Rows
-*-
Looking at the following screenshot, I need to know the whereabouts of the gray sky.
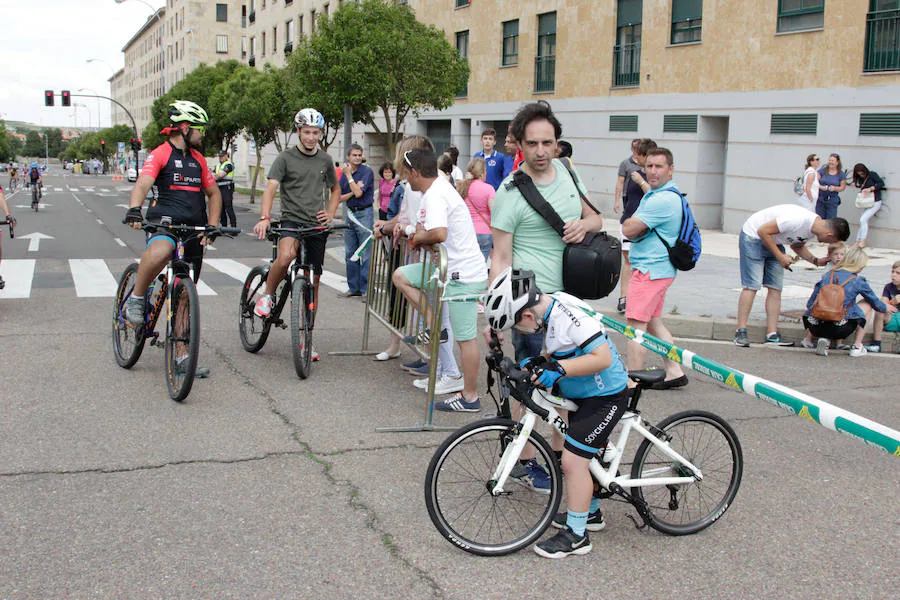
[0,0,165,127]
-*-
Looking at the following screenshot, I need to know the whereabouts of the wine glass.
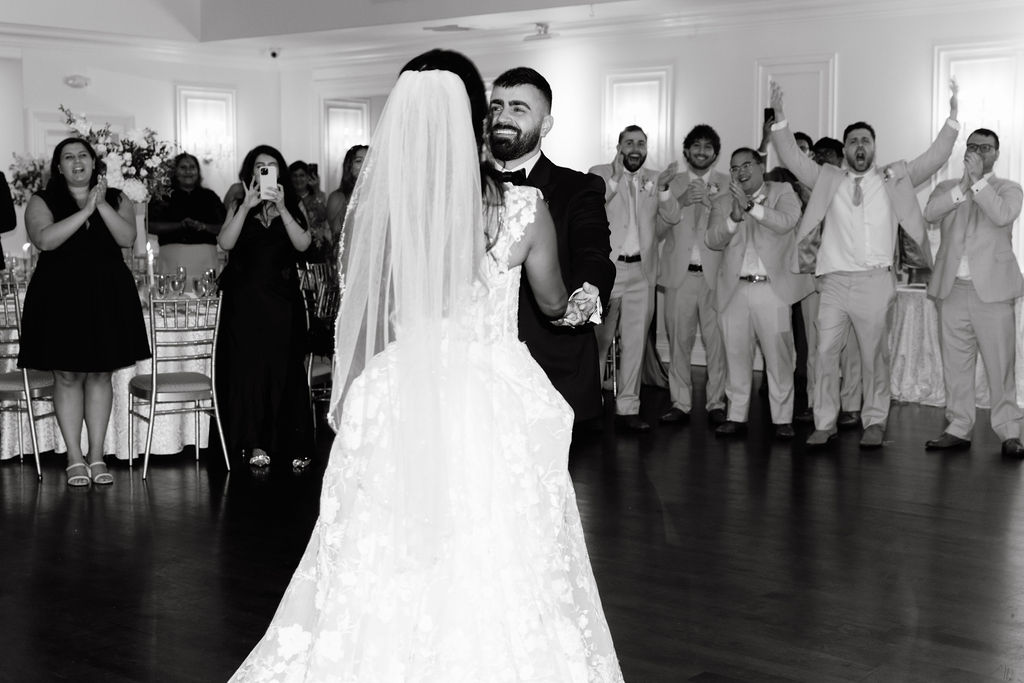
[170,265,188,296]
-*-
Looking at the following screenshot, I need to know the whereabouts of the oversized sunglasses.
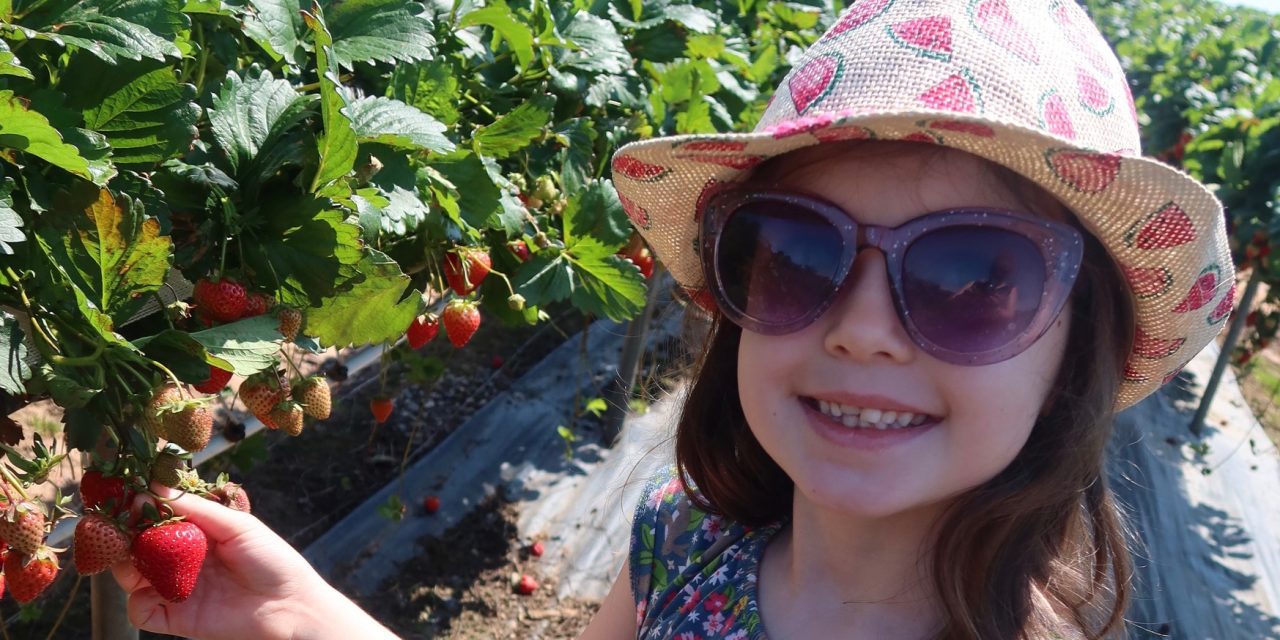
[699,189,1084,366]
-*-
Work to be completed
Update the listing from the line containing "the gray sky." down through the line containing "[0,0,165,127]", putting "location" in place of "whereabouts" and keeping everything else the same. Leave the picture out of your answer.

Correct response
Looking at the following screenshot, I need to know the location of the gray sky.
[0,0,165,127]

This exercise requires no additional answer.